SEITENAUSZUG
----

Aber auch die Umgebung Sydneys hat wiegesagt einiges zu bieten. Zusammen mit Jia aus China und Tatsushi aus Japan, die ich beide im Hostel kennengelernt habe, mache ich eine Küstenwanderung vom Bondi-Beach, einem der bekanntesten Pazifikstrände Australiens, bis zum Coogee-Beach. Das sind zwar nur sechs Kilometer, aber da es dort so viele schöne Ecken gibt und man wieder überall anhalten muss, kann diese kleine Wanderung schon mal fast den ganzen Tag dauern. So wars zumindest bei uns.

Ach, ich bin ja richtig begeistert. Ich könnt mich hier noch seitenlang über Sydney auslassen. Aber wenn ich damit jetzt anfange, würde das vollkommen den Rahmen sprengen. Eigentlich wär ich ja gern noch geblieben, aber ganz am Ende meiner Etappe in Australien wartet ja noch die Great Ocean Road auf mich. Und da ich Richtung Melbourne auf dem etwas längeren Küstenabschnitt unterwegs sein werde, hab ich mich am Montag mal wieder auf den Weg gemacht. Will mich ja nicht abhetzen.

Aber…ganz tolle Stadt. Leider von Deutschland aus gesehen nicht gerade um die Ecke gelegen. Trotzdem aber auf jeden Fall eine Reise wert. Ich komm bestimmt nochmal wieder.

----

AUFGABEN
1. Schreib aus dem Reisebericht über Sydney den Abschnitt von „Aber auch die“ bis einschließlich „zumindest bei uns.“ wörtlich ab.
2. Nenne alle Länder, die im Reisebericht über Sydney vorkommen.
3. Führe den Reisebericht über Sydney im Anschluss an seinen letzten Satz weiter.

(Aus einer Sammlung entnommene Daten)
----

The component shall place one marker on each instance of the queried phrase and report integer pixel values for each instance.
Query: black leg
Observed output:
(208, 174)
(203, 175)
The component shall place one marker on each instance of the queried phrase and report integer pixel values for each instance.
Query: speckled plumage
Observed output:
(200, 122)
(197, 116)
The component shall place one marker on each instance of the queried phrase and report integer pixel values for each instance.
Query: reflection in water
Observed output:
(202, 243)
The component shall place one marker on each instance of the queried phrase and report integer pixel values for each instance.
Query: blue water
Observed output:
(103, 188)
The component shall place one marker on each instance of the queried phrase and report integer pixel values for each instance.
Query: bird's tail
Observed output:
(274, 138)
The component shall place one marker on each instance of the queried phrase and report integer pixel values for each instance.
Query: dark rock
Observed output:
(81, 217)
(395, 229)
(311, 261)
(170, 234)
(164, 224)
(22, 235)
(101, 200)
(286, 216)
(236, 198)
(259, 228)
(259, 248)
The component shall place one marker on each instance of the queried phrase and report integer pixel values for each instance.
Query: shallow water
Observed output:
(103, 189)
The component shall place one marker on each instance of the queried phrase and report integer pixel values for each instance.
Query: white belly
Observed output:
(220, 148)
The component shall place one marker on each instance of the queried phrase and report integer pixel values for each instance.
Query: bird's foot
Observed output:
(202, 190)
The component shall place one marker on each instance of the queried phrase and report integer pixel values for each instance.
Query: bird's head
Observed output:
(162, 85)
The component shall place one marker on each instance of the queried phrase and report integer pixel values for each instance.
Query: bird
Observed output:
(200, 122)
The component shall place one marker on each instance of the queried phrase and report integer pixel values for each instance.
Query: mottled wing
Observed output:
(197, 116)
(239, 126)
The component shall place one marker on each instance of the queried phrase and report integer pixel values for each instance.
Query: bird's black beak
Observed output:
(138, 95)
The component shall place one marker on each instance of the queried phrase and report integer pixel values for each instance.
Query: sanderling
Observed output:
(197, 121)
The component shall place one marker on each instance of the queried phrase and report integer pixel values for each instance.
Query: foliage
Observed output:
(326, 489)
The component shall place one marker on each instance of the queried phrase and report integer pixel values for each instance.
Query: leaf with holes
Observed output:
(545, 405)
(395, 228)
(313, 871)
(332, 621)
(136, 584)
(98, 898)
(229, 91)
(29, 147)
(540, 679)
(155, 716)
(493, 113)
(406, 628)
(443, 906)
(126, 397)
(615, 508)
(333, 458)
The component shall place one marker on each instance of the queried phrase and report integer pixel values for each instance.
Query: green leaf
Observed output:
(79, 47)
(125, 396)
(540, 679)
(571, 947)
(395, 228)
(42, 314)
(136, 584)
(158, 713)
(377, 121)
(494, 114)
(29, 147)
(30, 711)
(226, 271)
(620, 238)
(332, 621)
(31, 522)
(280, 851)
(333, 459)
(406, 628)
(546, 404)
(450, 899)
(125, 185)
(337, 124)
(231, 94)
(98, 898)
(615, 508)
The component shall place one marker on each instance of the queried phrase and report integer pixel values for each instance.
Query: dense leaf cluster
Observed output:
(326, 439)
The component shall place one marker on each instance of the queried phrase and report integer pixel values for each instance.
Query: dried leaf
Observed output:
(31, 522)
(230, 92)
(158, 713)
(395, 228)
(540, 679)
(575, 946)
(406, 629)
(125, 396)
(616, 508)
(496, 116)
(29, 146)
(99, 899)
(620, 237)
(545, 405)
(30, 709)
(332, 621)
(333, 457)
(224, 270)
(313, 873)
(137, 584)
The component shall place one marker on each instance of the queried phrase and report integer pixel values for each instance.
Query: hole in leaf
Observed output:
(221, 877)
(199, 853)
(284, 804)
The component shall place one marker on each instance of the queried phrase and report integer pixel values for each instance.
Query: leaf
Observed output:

----

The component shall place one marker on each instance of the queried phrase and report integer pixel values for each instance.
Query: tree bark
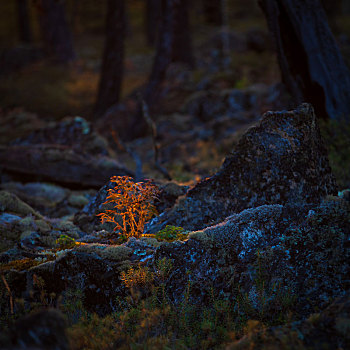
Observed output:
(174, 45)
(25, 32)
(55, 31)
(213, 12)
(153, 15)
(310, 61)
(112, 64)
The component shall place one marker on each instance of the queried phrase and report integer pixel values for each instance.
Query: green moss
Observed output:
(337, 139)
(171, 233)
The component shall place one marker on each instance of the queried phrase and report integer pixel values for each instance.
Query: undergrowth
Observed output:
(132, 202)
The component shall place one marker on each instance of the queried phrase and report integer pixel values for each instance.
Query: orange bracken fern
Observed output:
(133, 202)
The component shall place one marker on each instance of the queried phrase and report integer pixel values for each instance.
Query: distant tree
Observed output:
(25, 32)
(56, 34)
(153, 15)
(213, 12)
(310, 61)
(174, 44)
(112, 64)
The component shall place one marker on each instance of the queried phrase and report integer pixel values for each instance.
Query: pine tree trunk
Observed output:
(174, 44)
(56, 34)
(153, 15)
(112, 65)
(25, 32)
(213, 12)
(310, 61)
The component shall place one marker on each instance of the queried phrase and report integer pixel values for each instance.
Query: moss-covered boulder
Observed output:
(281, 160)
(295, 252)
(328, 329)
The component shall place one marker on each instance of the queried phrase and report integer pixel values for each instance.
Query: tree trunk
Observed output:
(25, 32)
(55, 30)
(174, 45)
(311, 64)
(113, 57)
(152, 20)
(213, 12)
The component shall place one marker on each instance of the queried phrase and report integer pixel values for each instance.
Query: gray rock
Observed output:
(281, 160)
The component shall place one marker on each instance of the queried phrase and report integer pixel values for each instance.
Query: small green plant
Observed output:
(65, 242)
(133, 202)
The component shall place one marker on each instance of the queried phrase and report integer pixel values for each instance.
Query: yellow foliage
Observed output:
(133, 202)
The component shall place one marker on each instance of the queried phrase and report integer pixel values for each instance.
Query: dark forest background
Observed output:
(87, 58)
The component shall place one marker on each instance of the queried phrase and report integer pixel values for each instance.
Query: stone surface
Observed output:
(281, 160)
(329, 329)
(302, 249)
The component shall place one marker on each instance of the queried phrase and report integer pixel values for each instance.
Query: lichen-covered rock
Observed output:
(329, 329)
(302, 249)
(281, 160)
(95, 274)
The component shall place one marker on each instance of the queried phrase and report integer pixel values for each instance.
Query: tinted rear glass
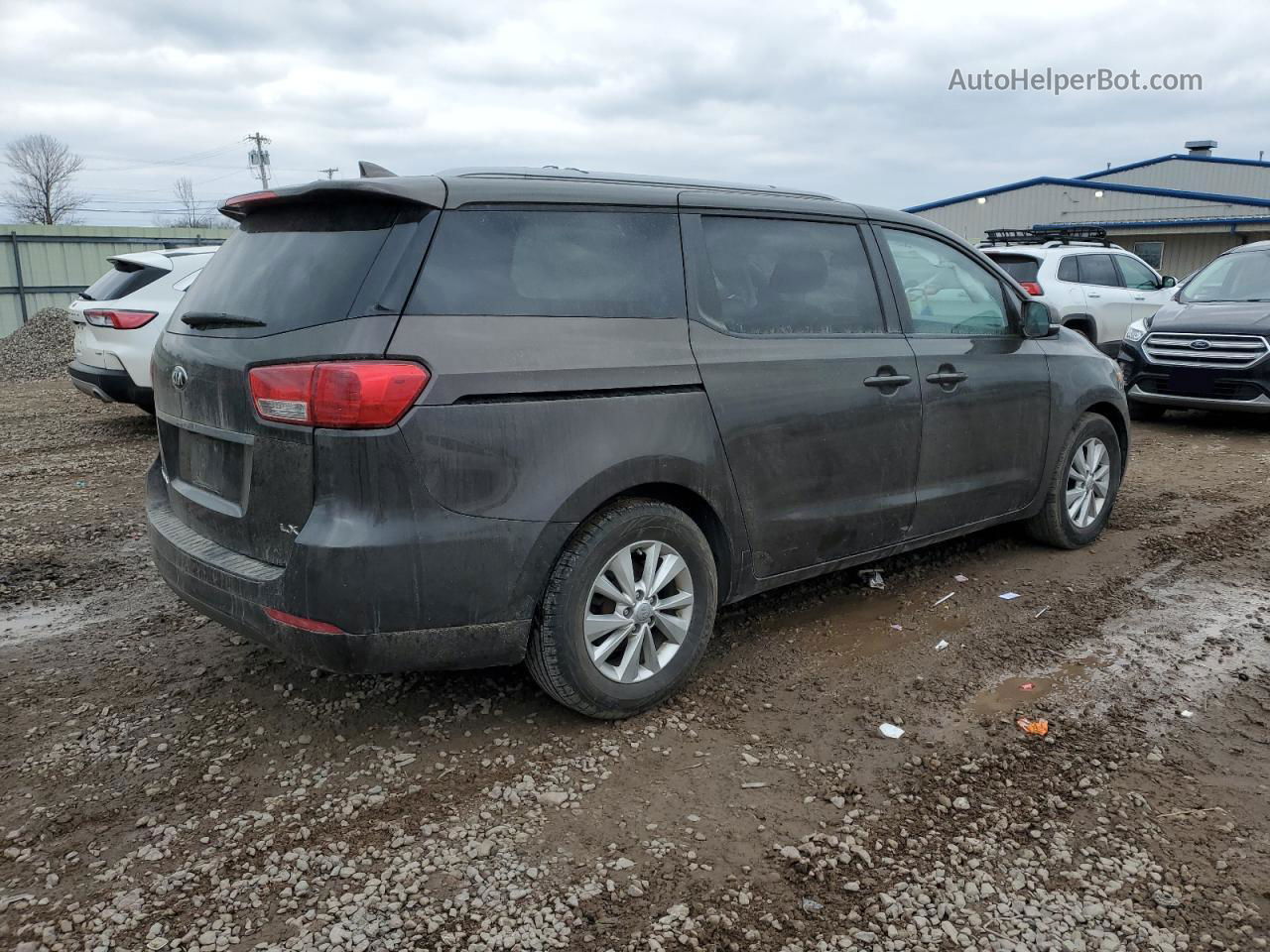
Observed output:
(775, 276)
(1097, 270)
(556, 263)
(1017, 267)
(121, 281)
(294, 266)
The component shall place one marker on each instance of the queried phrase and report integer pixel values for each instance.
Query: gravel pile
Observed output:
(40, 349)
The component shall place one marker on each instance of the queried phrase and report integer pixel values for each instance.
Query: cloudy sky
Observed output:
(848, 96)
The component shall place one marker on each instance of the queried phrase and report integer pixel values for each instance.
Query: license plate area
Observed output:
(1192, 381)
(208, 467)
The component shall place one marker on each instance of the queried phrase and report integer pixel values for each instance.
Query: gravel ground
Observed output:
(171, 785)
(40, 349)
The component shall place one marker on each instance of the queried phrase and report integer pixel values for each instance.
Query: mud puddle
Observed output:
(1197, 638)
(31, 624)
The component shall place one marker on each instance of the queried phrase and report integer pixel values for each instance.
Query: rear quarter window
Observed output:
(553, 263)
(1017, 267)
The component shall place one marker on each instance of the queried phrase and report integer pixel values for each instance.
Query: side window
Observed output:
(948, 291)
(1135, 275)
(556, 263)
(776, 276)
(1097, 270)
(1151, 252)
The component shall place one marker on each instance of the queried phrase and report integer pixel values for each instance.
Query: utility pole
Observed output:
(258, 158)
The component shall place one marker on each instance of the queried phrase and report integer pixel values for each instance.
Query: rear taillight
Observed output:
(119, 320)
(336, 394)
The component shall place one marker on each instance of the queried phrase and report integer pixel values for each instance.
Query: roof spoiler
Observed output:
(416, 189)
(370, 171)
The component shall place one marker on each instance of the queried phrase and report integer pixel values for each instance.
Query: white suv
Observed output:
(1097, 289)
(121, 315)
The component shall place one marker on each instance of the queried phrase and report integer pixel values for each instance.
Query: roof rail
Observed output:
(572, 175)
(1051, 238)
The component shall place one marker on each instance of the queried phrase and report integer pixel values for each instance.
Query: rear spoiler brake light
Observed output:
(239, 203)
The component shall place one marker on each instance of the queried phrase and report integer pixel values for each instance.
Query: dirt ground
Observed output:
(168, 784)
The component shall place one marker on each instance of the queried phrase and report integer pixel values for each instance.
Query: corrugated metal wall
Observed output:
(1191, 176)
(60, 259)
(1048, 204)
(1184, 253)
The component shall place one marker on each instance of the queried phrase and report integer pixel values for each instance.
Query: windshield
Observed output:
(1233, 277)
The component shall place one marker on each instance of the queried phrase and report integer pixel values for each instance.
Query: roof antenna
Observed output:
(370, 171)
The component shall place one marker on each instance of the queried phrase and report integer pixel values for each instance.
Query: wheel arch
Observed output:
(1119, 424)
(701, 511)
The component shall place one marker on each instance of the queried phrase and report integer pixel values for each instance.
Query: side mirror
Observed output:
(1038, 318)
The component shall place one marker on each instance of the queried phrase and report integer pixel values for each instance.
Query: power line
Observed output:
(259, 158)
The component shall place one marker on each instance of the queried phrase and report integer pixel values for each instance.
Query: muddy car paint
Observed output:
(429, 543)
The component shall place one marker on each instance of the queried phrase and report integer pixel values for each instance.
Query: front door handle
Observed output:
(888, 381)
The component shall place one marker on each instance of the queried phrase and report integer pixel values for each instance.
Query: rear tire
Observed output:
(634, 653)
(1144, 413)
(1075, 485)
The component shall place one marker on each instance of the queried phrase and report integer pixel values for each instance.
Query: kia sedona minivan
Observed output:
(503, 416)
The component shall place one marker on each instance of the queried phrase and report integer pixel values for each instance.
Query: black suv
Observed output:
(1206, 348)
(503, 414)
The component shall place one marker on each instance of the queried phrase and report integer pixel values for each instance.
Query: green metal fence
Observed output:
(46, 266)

----

LÖSUNGEN
1.
Aber auch die Umgebung Sydneys hat wiegesagt einiges zu bieten. Zusammen mit Jia aus China und Tatsushi aus Japan, die ich beide im Hostel kennengelernt habe, mache ich eine Küstenwanderung vom Bondi-Beach, einem der bekanntesten Pazifikstrände Australiens, bis zum Coogee-Beach. Das sind zwar nur sechs Kilometer, aber da es dort so viele schöne Ecken gibt und man wieder überall anhalten muss, kann diese kleine Wanderung schon mal fast den ganzen Tag dauern. So wars zumindest bei uns.

2. China, Japan, Australien, Deutschland

3.
Eine unerwartete Begegnung in der Nacht

Eine einsame Schotterstraße im Wald. Vor mir seh ich schon seit einiger Zeit nur den Lichtkegel meiner Vorderlampe und schemenhaft die Umrisse von Baumwipfeln, die sich vom Nachthimmel abheben. Der letzte Ort liegt bereits ein paar Kilometer hinter mir und außer dem Wald, einer nahen Meeresbucht und vereinzelt ein paar Häusern auf der rechten Seite gibts hier eigentlich nicht mehr viel. Und es kommt auch nicht mehr viel, denn laut Karte hört der Weg in ein paar Hundert Metern mitten im Wald einfach auf. Hier in der Nähe soll es hier aber eine kleine Wiese geben auf der man zelten kann. Direkt am Wasser irgendwo. Und da will ich hin.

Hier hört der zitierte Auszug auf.